_YOUR ASSIGNMENT_
In the answer, each entry below appears exactly as given, and no picture appears at all.

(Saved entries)

▶

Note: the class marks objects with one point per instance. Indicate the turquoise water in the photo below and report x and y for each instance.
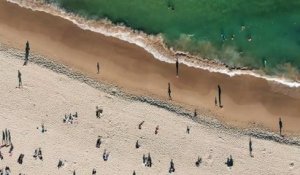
(237, 32)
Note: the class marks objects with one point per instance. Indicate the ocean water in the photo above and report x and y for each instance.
(256, 34)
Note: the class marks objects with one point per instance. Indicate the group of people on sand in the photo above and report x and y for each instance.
(70, 119)
(6, 142)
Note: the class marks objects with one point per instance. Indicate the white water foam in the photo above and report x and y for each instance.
(152, 44)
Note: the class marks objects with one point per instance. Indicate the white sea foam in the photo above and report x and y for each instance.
(152, 44)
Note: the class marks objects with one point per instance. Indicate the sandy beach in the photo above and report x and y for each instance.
(248, 101)
(46, 97)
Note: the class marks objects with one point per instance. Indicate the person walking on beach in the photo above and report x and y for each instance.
(250, 147)
(98, 67)
(20, 78)
(280, 126)
(27, 49)
(169, 91)
(219, 96)
(177, 68)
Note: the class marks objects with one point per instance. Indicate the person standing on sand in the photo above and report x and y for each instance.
(20, 78)
(27, 49)
(250, 147)
(280, 126)
(177, 68)
(98, 67)
(169, 91)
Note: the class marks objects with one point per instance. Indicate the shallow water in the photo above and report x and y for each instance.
(257, 34)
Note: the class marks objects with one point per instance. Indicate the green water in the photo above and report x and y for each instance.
(214, 29)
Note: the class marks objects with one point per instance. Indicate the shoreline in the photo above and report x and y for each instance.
(207, 121)
(121, 63)
(47, 95)
(152, 44)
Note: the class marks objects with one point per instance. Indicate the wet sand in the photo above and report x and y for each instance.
(46, 97)
(248, 101)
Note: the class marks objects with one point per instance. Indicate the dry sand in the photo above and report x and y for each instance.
(46, 96)
(248, 101)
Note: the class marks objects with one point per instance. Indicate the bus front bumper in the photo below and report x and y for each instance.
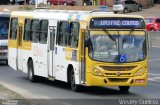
(92, 80)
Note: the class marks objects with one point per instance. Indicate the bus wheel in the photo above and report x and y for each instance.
(31, 75)
(124, 89)
(74, 86)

◀

_EXERCISE OUTPUT_
Note: the class marks objects with one point per instance. Indicate the turquoise water in the photo below and report x and y for each instance.
(237, 32)
Note: the class marks objects with one point per instance. Indicate the ocean water in the photo above and report x and y for each instance.
(256, 34)
Note: the class marks objects with one point per instance. Indicate the group of people on sand in the photo above and report x and y for each instance.
(70, 119)
(6, 142)
Note: the class marks objects with one point per instance. Indicate the white water foam in the photo above and report x and y for each instance.
(152, 44)
Note: the class marks objects with one point per instance. Indicate the white sea foam in the photo above and report x and y for each instance.
(152, 44)
Note: the class marks objects with one point per instance. Indicate the sandy beach in the photo above and report x and y for each instance.
(248, 101)
(46, 97)
Note: the class marks objects with one point per instance. Indicate the person walking on beach in the photo above and report x and y for each instance.
(250, 147)
(98, 67)
(20, 78)
(280, 126)
(27, 49)
(169, 91)
(219, 96)
(177, 68)
Note: the class marks objects with one point per instance. Indicate the person standing on sand in the photo above and report x and y for each instance.
(20, 78)
(27, 49)
(250, 147)
(280, 126)
(177, 68)
(98, 67)
(169, 91)
Note: the class marks objects with one point per instance. Indicate the shallow water in the photo above and report x and y for each instance.
(257, 34)
Note: the class marks objects with one point per instance. Indicate the green water in the photo above and report x and y for each instance.
(214, 29)
Note: the class marks objects with one point per instance. Indicate the shoreline in the photo above and report x and y for each instance.
(207, 121)
(121, 63)
(47, 95)
(152, 44)
Note: the class marks objects with one point per instance. Indicate the wet sand in the photo above and report x and y for each instance.
(46, 97)
(248, 101)
Note: the class marks objects with one point per instance. Indicate the dry sand in the photo above and report x and y for each instance.
(46, 96)
(248, 101)
Note: the class marks objects with one point per instance. Indicate the bus front bumper in the photo below and report x and y for each instance.
(92, 80)
Note: the class marks objects with one point per instance. Indicate the bus wheel in the photo above and report x and y for each instance.
(31, 75)
(124, 89)
(74, 86)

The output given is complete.